JDBC authentication properties

Note: You must provide values for either user and password or for the Kerberos service principal name.
  • The nz.fq.sql.user property sets the user name. It is required if you want to use a User/Password authentication.
    <property>
    	<name>nz.fq.sql.user</name>
    	<value>biadmin</value>
    </property>
  • The nz.fq.sql.password property sets the password. It is required if user name was provided.
    <property>
    	<name>nz.fq.sql.password</name>
    	<value>passw0rd</value>
    </property>

JDBC SSL properties

  • The nz.fq.sql.ssl property defines whether SSL is required to connect to the selected Hadoop SQL server. Value can be true or false.
    <property>
    	<name>nz.fq.sql.ssl</name>
    	<value>false</value>
    </property>
  • The nz.fq.sql.sslTrustStore property sets the path to the SSL trustStore that is to be used.
    <property>
    	<name>nz.fq.sql.sslTrustStore</name>
    	<value>$HIVE_HOME/src/data/files/cacerts_test.jks</value>
    </property>
  • The nz.fq.sql.sslTrustStorePassword property sets the password to the specified SSL trustStore.

**WHAT IS REQUIRED:** Using the JDBC properties section above, explain when the nz.fq.sql.password property has to be set.

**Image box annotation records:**
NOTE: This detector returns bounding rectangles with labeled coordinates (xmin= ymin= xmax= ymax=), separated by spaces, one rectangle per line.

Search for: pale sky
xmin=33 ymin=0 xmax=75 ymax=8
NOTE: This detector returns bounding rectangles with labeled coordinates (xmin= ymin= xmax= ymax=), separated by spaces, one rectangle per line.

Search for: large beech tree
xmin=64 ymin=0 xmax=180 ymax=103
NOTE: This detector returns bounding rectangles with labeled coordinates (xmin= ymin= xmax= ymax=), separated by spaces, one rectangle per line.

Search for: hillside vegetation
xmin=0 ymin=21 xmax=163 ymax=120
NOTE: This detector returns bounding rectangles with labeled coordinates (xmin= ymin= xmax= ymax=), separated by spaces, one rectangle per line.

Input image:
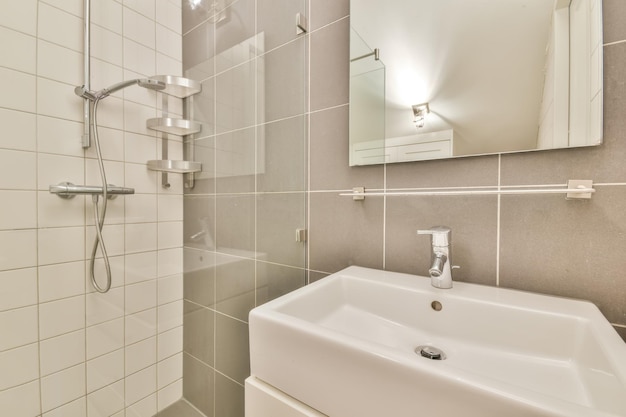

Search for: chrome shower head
xmin=74 ymin=78 xmax=165 ymax=101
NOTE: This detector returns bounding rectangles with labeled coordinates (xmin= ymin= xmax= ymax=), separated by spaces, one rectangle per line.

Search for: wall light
xmin=412 ymin=103 xmax=430 ymax=128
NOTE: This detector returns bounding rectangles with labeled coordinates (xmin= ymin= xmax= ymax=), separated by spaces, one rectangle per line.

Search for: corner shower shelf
xmin=150 ymin=75 xmax=202 ymax=98
xmin=148 ymin=159 xmax=202 ymax=174
xmin=146 ymin=117 xmax=202 ymax=136
xmin=146 ymin=75 xmax=202 ymax=184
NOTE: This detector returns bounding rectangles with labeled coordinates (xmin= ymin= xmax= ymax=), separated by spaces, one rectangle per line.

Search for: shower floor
xmin=154 ymin=398 xmax=206 ymax=417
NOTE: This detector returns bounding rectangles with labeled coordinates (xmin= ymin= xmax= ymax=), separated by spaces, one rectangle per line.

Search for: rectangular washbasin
xmin=250 ymin=267 xmax=626 ymax=417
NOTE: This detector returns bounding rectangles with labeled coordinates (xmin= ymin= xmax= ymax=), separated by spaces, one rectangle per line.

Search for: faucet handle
xmin=417 ymin=226 xmax=452 ymax=246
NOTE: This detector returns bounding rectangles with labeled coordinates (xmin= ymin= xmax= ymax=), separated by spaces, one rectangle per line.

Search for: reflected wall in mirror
xmin=350 ymin=0 xmax=603 ymax=166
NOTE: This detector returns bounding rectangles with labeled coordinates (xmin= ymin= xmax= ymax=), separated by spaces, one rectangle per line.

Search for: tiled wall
xmin=0 ymin=0 xmax=183 ymax=417
xmin=183 ymin=0 xmax=309 ymax=417
xmin=308 ymin=0 xmax=626 ymax=337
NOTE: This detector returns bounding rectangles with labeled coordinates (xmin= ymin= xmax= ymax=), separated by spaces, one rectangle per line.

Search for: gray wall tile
xmin=309 ymin=106 xmax=384 ymax=191
xmin=309 ymin=193 xmax=384 ymax=273
xmin=215 ymin=314 xmax=250 ymax=385
xmin=183 ymin=353 xmax=215 ymax=417
xmin=500 ymin=187 xmax=626 ymax=323
xmin=310 ymin=19 xmax=350 ymax=111
xmin=183 ymin=301 xmax=215 ymax=366
xmin=309 ymin=0 xmax=350 ymax=30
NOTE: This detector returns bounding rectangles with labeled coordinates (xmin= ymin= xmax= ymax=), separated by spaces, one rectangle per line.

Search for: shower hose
xmin=89 ymin=97 xmax=111 ymax=293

**EXERCISE ANSWER:** The nz.fq.sql.password property is required whenever a user name has been provided with nz.fq.sql.user, which is the setting used for User/Password authentication. If user and password are not supplied, a value for the Kerberos service principal name must be given instead.